> [Instructions]:
[A] Answer these questions using the Iraq war article:
(i) Who was the US ambassador to the UN at the time of the 1962 Cuban missile crisis?
(ii) Where will Tony Blair fly for talks with Mr Bush?
(iii) Which two countries joined France and Germany in warning the US against precipitate action?
[B] Render this sentence from the Iraq war article in Spanish: "Downing Street was alarmed by the Bush administration's sudden haste in moving towards a climax."
[C] Reproduce word for word the portion of the Iraq war article that opens with the words containing "Downing Street was" and closes with "for diplomatic coalition-building.".

===== Document passage

Posted on 01/23/2003 5:11:46 PM PST by kattracks
President George Bush is determined to go to war with Saddam Hussein in the next few weeks, without UN backing if necessary, according to authoritative sources in Washington and London.The US president is "to turn up the heat" in his state of the union address on Tuesday.
"The pressure comes from President Bush and it is felt all the way down," a European official said. "They're talking about weeks, not months. Months is a banned word now."
Mr Bush wanted the US secretary of state, Colin Powell, to force the issue of military action by presenting evidence of Saddam Hussein's violations of UN resolutions immediately after weapons inspectors give their report to the UN on Monday. In Washington circles such an event is being referred to as the Adlai Stevenson moment.
The "Adlai Stevenson moment" has become Washington shorthand for the US presentation of its intelligence case. Stevenson was the US ambassador to the UN at the time of the 1962 Cuban missile crisis, who dramatically confronted the Soviet envoy with vivid aerial photographs of nuclear missiles being unloaded in Cuba.
Downing Street was alarmed by the Bush administration's sudden haste in moving towards a climax. It was adamant that the decision to go to war should not be declared before Tony Blair flies to Camp David for talks with Mr Bush next Friday.
An informed source in Washington said: "Blair is a good guy. They won't want to do that to him. They want it to look like he played a part in the policy-making but the decision has been made."
A key moment will now be the state of the union address. According to a Washington source, the US administration remains divided along old fault lines about the precise timescale of war. The US secretary of state, Donald Rumsfeld, wants Mr Bush to set a clear and imminent deadline. But Mr Powell, is resisting, asking for a little more time for diplomatic coalition-building.
But both sides of the divide are making it increasingly clear that the end result will be military action, with or without UN backing.
The chief White House spokesman, Ari Fleischer, yesterday brushed off mounting anti-war feeling across Europe, led by France. It was "entirely possible that France won't be on the line", he said, adding that Britain, Australia, Italy, Spain and "virtually all of the eastern European countries" would provide support.
Mr Powell echoed this, saying: "I don't think we will have to worry about going it alone."
The impatience within the White House for action against Iraq came on a day in which the cracks in the international coalition against Iraq widened. China and Russia joined France and Germany in warning the US against precipitate action and calling for Washington to work within the UN.

==========
===== Data shown

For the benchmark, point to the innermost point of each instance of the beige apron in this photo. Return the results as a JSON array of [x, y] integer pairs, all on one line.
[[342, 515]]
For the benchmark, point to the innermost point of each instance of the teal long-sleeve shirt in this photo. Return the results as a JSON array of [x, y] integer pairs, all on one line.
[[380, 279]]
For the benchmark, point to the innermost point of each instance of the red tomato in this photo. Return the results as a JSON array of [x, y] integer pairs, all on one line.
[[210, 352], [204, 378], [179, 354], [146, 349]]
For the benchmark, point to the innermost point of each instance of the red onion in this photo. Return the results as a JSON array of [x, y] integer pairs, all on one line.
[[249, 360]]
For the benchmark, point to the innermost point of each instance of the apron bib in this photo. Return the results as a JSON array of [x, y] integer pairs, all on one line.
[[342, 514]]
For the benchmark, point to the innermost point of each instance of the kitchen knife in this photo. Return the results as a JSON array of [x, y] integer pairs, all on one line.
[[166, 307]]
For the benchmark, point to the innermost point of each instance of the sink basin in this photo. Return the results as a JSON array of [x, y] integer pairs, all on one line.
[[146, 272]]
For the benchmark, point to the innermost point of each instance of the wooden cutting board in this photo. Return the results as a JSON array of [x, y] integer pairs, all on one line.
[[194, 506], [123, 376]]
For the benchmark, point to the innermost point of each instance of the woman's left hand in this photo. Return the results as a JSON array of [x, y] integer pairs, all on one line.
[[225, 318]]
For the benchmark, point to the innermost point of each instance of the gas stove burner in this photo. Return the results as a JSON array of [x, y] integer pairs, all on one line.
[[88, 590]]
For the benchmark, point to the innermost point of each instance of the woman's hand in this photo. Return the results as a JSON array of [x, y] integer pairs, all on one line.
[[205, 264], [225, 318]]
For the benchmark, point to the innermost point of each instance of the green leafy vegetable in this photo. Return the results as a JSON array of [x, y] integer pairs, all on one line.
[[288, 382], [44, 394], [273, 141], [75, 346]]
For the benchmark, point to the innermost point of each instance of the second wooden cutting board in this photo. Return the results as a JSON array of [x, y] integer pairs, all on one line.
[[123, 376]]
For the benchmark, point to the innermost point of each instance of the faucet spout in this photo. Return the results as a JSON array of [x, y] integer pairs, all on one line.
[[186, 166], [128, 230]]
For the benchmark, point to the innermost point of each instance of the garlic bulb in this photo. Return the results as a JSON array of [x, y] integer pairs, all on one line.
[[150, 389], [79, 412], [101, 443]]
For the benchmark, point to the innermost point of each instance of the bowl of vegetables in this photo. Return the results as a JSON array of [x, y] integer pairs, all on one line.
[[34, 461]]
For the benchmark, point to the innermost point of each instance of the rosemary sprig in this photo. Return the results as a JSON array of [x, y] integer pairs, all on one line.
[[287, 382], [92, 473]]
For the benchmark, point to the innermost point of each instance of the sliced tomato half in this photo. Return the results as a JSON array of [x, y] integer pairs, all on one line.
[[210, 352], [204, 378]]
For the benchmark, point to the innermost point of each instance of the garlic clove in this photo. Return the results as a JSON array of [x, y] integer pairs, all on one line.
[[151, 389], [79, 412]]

==========
===== Data shown

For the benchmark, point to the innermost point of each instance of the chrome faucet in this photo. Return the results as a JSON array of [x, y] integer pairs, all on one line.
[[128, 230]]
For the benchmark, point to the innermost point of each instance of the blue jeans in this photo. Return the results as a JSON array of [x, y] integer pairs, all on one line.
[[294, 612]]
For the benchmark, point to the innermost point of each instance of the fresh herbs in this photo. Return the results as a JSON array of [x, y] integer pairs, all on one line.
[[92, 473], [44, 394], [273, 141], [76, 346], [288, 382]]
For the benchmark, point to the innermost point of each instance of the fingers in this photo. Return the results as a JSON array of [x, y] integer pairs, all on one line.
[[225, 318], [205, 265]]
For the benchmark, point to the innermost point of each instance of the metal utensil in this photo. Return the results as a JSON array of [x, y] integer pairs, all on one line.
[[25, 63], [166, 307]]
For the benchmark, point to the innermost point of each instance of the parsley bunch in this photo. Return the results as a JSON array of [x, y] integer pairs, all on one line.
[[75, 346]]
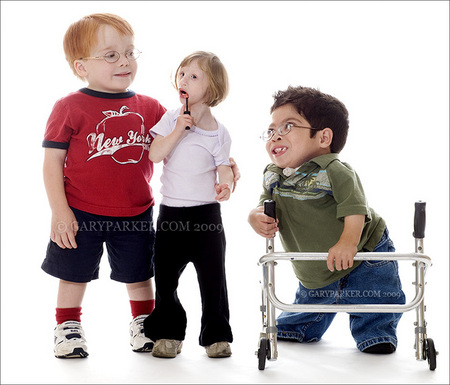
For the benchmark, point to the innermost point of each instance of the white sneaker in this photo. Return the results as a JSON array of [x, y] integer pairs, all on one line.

==========
===== Data shown

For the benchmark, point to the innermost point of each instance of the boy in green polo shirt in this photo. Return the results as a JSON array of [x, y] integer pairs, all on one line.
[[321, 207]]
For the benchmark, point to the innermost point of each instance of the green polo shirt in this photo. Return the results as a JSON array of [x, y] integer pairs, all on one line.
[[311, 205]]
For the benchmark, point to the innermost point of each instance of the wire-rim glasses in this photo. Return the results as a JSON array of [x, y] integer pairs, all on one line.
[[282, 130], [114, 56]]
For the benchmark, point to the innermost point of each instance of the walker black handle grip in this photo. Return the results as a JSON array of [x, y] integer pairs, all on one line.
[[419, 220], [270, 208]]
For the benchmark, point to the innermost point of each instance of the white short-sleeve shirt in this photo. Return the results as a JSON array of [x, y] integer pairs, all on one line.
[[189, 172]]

==========

> [Response list]:
[A]
(i) Adlai Stevenson
(ii) Camp David
(iii) China and Russia

[B] Downing Street se alarmó por la repentina prisa de la administración Bush por avanzar hacia un desenlace.

[C]
Downing Street was alarmed by the Bush administration's sudden haste in moving towards a climax. It was adamant that the decision to go to war should not be declared before Tony Blair flies to Camp David for talks with Mr Bush next Friday.
An informed source in Washington said: "Blair is a good guy. They won't want to do that to him. They want it to look like he played a part in the policy-making but the decision has been made."
A key moment will now be the state of the union address. According to a Washington source, the US administration remains divided along old fault lines about the precise timescale of war. The US secretary of state, Donald Rumsfeld, wants Mr Bush to set a clear and imminent deadline. But Mr Powell, is resisting, asking for a little more time for diplomatic coalition-building.